[Start of Records]

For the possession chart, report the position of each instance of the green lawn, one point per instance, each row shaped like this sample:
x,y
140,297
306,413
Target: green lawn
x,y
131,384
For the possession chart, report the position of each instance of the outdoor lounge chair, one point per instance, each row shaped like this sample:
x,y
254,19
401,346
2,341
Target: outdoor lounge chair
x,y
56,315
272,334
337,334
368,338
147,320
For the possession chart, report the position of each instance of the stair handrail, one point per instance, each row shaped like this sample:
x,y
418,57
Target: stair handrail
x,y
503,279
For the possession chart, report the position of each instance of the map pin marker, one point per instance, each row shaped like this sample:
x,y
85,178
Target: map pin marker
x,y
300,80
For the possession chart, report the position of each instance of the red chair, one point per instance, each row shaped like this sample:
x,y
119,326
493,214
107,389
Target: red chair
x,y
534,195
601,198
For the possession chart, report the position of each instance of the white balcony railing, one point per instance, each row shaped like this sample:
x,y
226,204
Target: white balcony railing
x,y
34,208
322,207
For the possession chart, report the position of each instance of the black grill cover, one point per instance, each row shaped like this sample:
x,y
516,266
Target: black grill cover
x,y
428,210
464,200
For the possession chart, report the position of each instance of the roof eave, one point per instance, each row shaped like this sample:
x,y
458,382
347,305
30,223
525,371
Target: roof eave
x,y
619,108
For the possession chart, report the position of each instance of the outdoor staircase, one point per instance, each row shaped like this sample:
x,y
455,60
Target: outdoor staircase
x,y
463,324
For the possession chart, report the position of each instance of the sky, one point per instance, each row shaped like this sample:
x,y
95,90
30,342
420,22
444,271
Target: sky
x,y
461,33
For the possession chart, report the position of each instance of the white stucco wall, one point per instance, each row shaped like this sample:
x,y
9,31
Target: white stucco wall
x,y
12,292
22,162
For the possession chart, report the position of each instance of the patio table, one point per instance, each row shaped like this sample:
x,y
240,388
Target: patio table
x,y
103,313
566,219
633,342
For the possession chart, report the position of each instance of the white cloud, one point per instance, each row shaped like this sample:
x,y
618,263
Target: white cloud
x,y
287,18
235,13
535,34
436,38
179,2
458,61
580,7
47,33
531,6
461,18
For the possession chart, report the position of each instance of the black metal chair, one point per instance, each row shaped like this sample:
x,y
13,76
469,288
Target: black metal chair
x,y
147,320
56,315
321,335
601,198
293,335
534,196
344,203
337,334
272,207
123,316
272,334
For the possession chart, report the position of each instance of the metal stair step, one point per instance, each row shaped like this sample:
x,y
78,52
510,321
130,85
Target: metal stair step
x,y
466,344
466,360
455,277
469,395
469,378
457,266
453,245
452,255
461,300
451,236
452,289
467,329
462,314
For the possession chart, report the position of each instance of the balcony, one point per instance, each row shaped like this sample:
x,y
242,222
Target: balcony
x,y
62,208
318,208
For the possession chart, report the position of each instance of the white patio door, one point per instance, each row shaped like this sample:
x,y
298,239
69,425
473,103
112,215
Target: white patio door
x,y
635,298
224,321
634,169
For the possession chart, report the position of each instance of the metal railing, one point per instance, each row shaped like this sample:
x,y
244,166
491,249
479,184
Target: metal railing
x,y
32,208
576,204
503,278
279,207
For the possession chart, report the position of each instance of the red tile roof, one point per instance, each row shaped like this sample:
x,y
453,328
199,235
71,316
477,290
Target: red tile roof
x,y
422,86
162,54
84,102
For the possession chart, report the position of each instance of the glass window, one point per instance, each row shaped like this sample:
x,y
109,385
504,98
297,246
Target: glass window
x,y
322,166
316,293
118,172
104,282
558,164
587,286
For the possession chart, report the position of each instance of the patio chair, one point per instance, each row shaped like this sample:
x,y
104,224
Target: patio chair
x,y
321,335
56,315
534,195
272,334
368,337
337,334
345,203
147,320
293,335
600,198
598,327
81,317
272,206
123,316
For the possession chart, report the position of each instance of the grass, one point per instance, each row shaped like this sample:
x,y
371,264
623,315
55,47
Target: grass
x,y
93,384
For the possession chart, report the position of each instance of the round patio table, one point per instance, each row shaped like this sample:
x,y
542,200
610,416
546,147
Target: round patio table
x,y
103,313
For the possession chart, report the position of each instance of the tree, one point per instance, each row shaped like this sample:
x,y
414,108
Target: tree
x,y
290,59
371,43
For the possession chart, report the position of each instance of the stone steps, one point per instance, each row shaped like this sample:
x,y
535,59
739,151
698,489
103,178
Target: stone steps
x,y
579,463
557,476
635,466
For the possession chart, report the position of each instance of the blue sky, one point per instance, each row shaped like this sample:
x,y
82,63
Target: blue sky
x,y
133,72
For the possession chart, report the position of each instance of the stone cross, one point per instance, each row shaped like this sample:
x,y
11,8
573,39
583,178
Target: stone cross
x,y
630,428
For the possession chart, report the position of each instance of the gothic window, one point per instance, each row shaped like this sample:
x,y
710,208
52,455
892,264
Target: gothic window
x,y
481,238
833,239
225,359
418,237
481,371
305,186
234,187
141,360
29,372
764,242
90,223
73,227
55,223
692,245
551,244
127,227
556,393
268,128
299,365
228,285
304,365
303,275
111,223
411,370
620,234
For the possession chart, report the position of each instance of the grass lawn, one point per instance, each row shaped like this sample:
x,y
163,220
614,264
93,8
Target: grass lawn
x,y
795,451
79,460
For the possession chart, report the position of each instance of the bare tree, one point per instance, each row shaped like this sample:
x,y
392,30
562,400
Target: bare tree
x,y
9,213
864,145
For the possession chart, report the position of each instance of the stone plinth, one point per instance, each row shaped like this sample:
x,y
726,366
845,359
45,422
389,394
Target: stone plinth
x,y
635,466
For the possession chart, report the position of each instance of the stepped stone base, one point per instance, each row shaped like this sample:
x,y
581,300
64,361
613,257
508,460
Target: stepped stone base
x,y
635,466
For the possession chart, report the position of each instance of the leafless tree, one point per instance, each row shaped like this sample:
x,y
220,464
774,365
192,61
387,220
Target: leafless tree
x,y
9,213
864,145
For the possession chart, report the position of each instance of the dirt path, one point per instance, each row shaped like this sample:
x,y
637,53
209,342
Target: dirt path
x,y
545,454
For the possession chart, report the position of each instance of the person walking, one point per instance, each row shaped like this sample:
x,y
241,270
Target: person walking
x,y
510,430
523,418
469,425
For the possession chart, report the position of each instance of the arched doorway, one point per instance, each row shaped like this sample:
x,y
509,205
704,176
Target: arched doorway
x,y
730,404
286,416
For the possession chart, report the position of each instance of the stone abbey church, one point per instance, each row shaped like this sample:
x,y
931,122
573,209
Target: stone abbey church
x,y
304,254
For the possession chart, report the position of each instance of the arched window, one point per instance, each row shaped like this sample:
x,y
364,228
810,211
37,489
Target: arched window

[End of Records]

Written instruction | Starting at the line with "of the dirt", copy every line up to and including the last one in the entries above.

Response for this exercise |
For the possession chart, report the position of each instance of the dirt path, one point per instance, each row shaped like this sample:
x,y
637,53
209,342
Target: dirt path
x,y
545,454
For the possession chart, report the position of each instance of the person walking, one point per instance, each row shaped like this sample:
x,y
241,270
Target: person walking
x,y
510,430
523,418
469,425
For the possession chart, report the position of each instance of the arched doorway, one point per instance, each row shaped like this sample:
x,y
509,205
704,176
Target: arched doorway
x,y
730,404
286,416
For the possession chart, report the position of each instance of the stone abbey church, one point per instance, each row shaped like this sample:
x,y
931,122
573,209
Target: stone abbey church
x,y
304,254
For the possession chart, report the position of each instance of the arched window, one point per instance, each row shaped like this sample:
x,y
364,228
810,211
37,489
Target: arched window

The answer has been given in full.